THE PROBLEM - In the listing below, starting with the line with "For every instance of the house, the" and going on through the line with "pixel 190 155", swap every "service" for "system" and keep everything else the same. Return only those lines, without the pictures.

--- RECORDS SHOWN ---

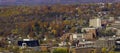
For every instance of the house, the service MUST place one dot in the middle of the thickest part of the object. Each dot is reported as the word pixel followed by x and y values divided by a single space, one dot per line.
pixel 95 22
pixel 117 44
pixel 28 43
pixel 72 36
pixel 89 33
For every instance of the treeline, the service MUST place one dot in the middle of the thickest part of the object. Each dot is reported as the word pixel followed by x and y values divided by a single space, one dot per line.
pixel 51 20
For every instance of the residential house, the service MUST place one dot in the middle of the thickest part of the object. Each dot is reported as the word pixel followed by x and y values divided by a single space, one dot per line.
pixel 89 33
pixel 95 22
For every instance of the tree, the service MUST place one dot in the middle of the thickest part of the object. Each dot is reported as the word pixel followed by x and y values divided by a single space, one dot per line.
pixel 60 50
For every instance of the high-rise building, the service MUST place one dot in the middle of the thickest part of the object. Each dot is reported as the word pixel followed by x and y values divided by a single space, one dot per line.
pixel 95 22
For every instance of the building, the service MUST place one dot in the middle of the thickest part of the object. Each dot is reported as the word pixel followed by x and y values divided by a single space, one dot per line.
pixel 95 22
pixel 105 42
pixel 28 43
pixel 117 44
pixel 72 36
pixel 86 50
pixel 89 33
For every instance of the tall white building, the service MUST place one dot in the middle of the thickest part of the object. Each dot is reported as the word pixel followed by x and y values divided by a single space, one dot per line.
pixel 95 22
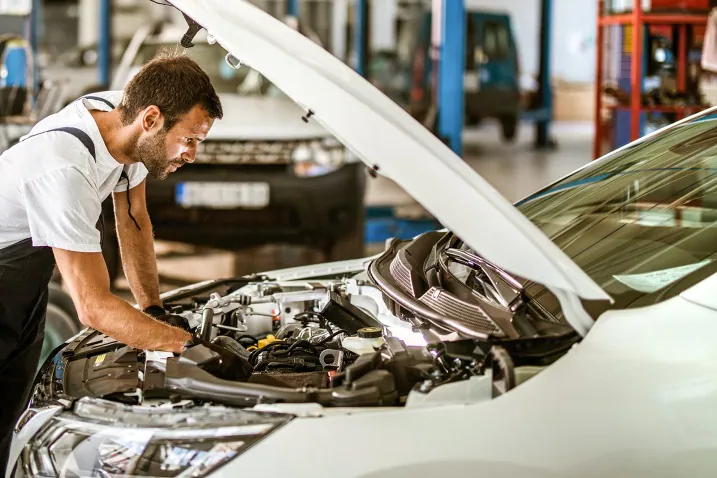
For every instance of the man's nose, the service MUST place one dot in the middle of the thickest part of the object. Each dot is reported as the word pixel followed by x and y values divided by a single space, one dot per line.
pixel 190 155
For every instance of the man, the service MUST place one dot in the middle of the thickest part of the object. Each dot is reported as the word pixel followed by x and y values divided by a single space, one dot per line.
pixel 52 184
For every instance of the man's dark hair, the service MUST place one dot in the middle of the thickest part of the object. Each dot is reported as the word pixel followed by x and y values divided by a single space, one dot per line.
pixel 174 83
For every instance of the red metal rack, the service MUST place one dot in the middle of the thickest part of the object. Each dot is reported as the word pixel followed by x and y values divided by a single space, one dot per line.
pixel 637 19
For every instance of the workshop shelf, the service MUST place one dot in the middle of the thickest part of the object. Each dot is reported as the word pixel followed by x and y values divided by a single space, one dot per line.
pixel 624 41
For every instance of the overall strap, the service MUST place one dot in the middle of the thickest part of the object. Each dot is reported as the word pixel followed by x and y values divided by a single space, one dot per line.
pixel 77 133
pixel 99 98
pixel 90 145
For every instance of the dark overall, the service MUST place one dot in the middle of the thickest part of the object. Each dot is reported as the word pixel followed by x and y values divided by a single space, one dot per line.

---
--- RECORDS SHOWN ---

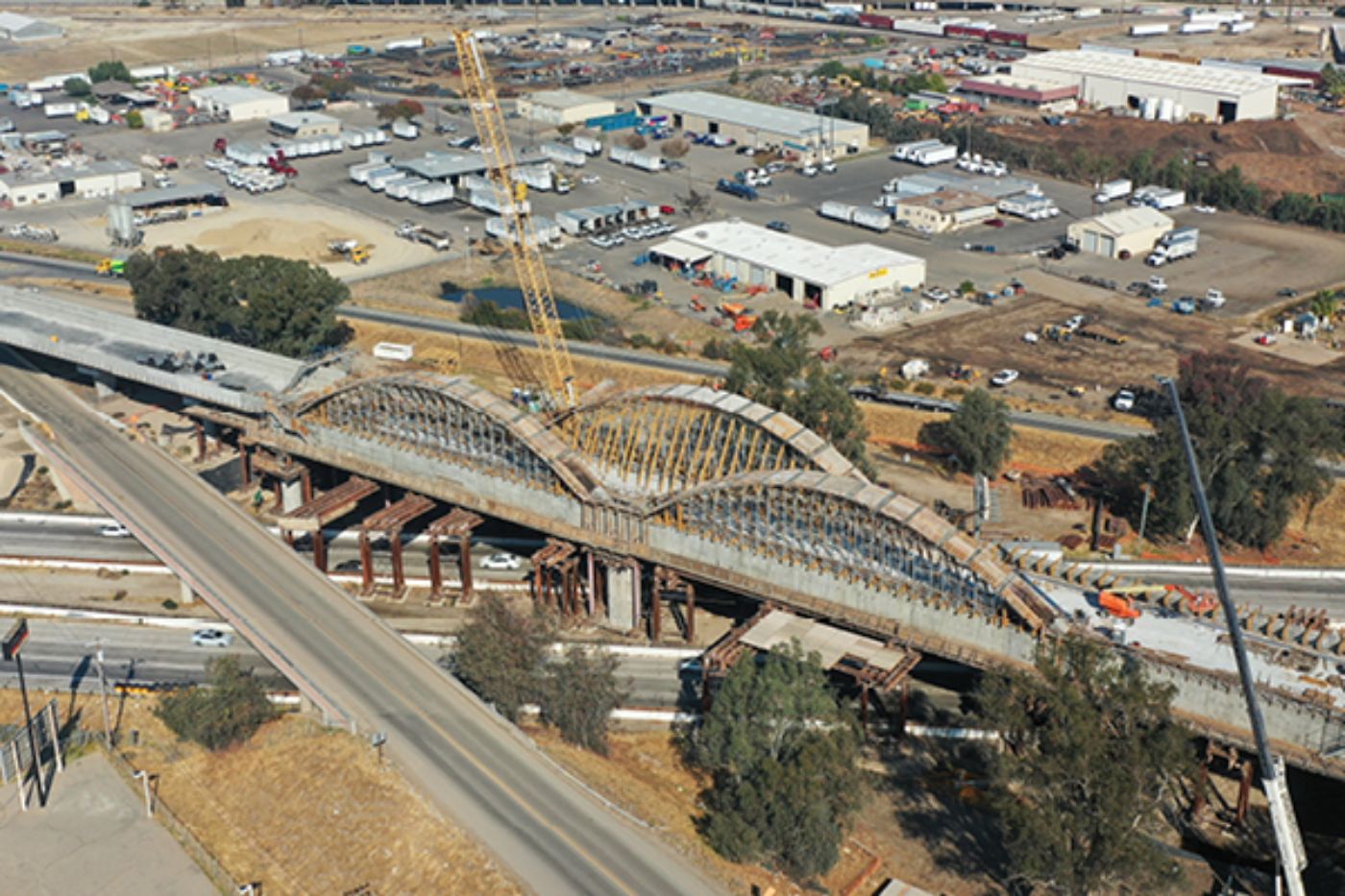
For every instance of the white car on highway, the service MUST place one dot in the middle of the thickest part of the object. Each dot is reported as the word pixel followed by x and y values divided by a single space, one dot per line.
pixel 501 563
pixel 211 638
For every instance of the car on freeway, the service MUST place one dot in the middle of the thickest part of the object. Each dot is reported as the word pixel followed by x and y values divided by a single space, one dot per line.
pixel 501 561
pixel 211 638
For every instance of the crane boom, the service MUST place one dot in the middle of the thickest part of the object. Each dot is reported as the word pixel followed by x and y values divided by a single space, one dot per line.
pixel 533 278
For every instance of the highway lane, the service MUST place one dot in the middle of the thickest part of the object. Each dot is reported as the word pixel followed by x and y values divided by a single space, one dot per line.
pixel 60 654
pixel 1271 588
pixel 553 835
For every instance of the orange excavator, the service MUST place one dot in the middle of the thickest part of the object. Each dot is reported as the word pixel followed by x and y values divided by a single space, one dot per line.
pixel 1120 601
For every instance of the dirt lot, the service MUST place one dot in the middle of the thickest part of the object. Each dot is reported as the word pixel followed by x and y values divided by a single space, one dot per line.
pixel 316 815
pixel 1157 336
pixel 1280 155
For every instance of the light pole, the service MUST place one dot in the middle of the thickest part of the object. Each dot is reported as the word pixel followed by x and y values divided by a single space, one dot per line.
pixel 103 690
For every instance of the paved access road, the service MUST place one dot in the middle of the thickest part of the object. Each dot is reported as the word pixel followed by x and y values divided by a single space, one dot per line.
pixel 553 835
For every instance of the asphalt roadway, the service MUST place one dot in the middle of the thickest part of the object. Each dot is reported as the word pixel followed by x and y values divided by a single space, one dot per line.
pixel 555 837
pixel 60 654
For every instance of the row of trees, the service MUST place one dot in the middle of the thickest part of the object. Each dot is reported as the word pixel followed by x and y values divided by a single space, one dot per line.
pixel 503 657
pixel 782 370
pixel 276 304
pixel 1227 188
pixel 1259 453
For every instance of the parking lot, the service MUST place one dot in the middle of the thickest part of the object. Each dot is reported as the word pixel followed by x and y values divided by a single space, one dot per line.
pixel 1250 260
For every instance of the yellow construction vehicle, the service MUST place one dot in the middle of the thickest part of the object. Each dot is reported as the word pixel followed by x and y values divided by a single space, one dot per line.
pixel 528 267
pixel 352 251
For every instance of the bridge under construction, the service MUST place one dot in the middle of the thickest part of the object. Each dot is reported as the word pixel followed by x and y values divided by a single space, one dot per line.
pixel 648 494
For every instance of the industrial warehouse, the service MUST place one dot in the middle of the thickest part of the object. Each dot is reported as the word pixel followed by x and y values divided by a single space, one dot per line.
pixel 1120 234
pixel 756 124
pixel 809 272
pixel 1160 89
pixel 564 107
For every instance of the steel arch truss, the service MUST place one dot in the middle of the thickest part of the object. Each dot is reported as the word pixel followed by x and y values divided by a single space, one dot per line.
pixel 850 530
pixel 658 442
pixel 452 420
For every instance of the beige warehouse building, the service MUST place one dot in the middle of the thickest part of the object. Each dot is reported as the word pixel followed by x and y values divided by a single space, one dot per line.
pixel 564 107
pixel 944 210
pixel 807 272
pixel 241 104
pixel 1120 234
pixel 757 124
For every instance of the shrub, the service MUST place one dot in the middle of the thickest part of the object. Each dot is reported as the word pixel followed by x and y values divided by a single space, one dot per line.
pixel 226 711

---

EXPECTED ANSWER -
For every instance of the house, the system MUST place one dot in the middle of the thickest part of the object. Each dot is reported as the word pixel followed by x and y values divided by a single space, one dot per line.
pixel 95 22
pixel 117 44
pixel 28 43
pixel 72 36
pixel 89 33
For every instance of the treeline, the system MUST place one dot in the middle of the thickest part of the object. Each dot is reported as the word pixel followed by x and y values divided by a single space, one dot per line.
pixel 51 20
For every instance of the residential house, the system MUST place one dot in the middle of the thickest part of the object. Each dot is reported as the word pixel followed by x and y values divided by a single space, one dot per line.
pixel 89 33
pixel 95 22
For every instance of the tree, the system MUST place one dot in the middle of the thickest part of the object. Each dot is reported as the word pixel followed by x and y values divided by a single space, one dot per line.
pixel 60 50
For every instance of the high-rise building, the system MUST place one dot in the middle of the thickest part of the object. Each dot is reported as the word pixel followed by x and y values divided by a single space, one dot per line.
pixel 95 22
For every instance of the building, the system MUST place one dot in the middle of the thickest part of the object. Each dot is reported as the word pixel followed by x and y values divided by a single space, one dot per line.
pixel 95 22
pixel 105 42
pixel 28 43
pixel 117 44
pixel 72 36
pixel 86 50
pixel 89 33
For every instance of the tall white building, the system MUST place one dot in the middle of the thickest part of the object. Each dot is reported as the word pixel followed by x and y values divided by a single space, one dot per line.
pixel 95 22
For every instance of the man's nose, the system MUST place one dot in the middle of the thickest part of the object. Each dot is reported as the word pixel followed by x and y values divided by a single space, one dot per line.
pixel 190 155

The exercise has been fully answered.